┏━━
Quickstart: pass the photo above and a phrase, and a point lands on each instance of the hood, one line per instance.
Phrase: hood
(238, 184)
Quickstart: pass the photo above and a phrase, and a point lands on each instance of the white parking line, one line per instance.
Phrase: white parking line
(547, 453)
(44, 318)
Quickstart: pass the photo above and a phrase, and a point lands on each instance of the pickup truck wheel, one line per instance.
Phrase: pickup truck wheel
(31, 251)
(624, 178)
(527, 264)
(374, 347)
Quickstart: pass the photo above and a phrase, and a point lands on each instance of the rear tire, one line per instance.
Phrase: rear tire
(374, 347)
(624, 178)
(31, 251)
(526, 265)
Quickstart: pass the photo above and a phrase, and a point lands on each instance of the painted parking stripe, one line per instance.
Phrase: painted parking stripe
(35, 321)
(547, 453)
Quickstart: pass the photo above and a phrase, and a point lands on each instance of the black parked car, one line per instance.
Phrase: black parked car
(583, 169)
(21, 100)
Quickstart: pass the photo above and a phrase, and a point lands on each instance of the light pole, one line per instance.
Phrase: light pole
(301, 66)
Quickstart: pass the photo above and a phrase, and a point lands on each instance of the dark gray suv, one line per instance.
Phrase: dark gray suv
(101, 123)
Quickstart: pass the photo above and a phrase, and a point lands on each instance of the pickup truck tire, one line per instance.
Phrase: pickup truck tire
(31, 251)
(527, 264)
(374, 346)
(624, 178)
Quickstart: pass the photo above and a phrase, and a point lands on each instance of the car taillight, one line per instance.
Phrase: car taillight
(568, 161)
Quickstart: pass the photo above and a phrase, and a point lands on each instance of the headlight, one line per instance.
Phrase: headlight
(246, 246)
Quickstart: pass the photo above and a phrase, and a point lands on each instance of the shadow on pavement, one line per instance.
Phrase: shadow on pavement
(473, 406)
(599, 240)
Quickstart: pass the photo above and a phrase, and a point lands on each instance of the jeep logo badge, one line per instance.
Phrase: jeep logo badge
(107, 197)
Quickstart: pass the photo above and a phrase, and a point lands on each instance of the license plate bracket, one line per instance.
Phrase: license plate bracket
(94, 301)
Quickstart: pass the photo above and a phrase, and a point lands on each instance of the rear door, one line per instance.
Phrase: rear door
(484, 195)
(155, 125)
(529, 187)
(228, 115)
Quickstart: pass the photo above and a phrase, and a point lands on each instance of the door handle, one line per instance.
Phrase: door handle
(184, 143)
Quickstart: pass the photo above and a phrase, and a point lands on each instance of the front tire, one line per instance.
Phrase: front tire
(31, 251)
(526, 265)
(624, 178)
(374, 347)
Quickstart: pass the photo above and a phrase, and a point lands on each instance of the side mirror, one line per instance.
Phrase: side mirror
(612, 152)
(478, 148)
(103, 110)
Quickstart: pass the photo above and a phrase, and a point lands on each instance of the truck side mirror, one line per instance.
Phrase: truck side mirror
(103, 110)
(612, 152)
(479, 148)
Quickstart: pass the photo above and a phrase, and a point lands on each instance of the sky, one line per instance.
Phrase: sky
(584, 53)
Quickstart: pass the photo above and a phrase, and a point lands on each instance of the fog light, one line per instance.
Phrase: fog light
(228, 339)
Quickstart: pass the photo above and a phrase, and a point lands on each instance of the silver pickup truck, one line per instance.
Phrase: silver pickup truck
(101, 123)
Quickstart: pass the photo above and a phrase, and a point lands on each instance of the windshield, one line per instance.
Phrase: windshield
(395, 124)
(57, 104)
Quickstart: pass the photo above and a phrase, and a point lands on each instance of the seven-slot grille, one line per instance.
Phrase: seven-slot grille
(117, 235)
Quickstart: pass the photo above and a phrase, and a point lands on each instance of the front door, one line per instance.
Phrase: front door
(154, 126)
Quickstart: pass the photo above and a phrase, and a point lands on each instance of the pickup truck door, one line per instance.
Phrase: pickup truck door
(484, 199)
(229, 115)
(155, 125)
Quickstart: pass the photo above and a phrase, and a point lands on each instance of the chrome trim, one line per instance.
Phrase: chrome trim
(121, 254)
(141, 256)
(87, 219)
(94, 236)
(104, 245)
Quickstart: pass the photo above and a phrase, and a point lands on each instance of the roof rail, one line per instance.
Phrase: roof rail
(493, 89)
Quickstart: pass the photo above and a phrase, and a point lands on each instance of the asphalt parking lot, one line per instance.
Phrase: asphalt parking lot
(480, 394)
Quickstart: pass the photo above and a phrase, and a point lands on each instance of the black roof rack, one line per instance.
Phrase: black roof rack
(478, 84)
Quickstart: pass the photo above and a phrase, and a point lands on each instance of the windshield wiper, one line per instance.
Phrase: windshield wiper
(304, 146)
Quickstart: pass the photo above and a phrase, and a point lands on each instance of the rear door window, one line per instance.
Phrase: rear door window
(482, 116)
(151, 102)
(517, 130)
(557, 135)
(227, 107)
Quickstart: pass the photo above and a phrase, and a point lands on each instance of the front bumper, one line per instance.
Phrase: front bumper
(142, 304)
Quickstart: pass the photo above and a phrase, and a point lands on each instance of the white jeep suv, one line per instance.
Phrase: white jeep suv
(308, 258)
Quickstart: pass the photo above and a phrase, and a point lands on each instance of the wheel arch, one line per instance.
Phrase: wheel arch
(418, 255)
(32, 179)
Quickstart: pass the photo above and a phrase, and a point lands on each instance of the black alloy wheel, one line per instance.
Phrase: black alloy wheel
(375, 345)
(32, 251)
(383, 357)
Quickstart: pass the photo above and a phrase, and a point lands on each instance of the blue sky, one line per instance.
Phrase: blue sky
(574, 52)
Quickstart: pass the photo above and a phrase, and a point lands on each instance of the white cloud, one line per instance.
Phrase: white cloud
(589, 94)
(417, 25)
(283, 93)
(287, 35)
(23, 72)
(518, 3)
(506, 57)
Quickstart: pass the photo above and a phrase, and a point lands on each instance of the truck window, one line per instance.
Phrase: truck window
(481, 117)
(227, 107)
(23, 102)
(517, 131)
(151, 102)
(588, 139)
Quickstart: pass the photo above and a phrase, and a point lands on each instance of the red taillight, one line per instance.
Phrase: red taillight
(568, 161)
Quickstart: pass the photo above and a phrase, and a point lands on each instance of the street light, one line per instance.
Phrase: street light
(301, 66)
┗━━
┏━━
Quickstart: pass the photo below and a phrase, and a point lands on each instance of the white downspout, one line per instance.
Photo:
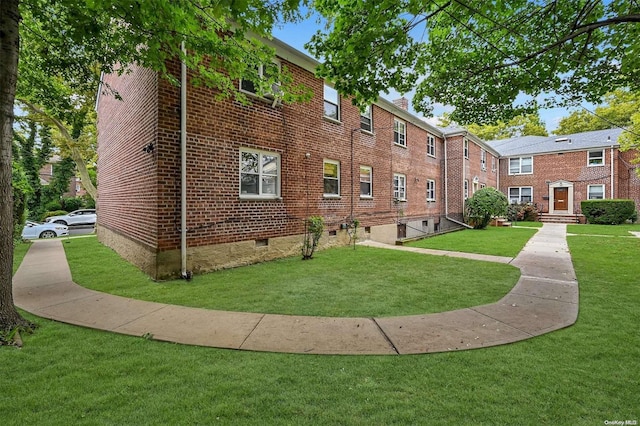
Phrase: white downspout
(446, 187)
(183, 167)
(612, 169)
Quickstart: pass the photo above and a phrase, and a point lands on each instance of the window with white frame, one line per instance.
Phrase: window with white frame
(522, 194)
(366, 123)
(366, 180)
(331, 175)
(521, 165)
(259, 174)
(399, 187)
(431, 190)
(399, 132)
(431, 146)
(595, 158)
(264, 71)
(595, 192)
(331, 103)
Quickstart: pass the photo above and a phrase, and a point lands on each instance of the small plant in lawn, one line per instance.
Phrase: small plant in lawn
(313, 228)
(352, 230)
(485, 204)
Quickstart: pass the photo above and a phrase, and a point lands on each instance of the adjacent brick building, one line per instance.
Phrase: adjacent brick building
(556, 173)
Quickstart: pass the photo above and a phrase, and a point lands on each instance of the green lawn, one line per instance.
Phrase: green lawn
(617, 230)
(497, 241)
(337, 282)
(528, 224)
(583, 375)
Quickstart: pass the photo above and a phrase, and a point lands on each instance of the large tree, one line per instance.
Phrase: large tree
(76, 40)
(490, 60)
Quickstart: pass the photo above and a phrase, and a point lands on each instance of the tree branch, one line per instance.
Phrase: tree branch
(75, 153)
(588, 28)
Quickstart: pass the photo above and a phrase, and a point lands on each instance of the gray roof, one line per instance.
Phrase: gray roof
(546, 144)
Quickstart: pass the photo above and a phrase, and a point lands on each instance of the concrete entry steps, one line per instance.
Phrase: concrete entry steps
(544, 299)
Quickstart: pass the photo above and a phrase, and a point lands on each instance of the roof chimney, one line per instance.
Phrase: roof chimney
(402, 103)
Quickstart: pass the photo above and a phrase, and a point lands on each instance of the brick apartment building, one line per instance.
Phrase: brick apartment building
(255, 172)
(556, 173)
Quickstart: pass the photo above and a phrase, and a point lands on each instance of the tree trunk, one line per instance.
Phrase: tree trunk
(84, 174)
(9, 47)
┗━━
┏━━
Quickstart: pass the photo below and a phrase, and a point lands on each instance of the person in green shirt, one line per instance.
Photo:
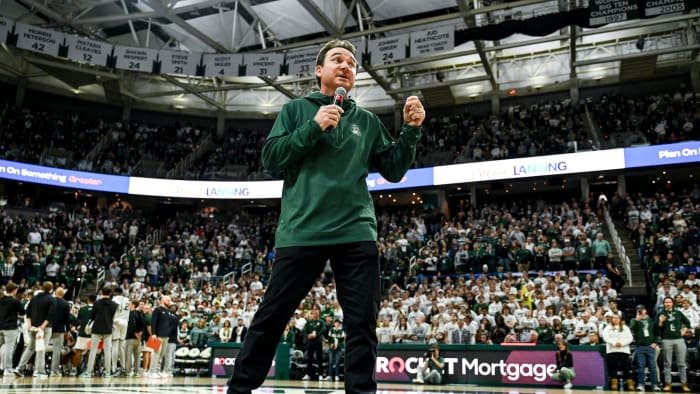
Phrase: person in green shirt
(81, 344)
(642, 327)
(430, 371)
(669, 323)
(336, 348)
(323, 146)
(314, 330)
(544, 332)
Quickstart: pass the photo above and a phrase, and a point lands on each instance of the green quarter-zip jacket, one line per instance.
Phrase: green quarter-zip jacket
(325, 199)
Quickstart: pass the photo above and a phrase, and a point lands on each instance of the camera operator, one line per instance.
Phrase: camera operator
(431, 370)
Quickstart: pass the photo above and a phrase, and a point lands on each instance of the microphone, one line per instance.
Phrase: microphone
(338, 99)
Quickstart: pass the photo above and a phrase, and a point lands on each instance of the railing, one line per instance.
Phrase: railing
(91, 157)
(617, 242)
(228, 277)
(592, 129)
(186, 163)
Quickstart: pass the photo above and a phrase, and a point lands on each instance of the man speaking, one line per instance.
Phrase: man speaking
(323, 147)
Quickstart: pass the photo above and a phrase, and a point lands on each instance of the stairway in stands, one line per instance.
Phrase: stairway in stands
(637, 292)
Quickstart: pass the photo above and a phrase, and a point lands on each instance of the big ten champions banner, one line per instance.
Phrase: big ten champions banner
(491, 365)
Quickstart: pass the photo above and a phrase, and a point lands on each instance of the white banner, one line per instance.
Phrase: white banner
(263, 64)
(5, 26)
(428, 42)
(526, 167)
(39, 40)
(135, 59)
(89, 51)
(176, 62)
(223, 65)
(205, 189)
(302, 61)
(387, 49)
┗━━
Seleziona e trascrivi ogni riga delle voci riportate sopra che contiene la parola "taillight". Le maiuscole e le minuscole contano.

Quickstart: pass the photo above and a phrase, and a point lands on each instance of the car taillight, one line per instance.
Phrase: car taillight
Quickstart: pass the photo above and a phrase, and a point lands on each instance of the red taillight, one line per instance.
Phrase: red taillight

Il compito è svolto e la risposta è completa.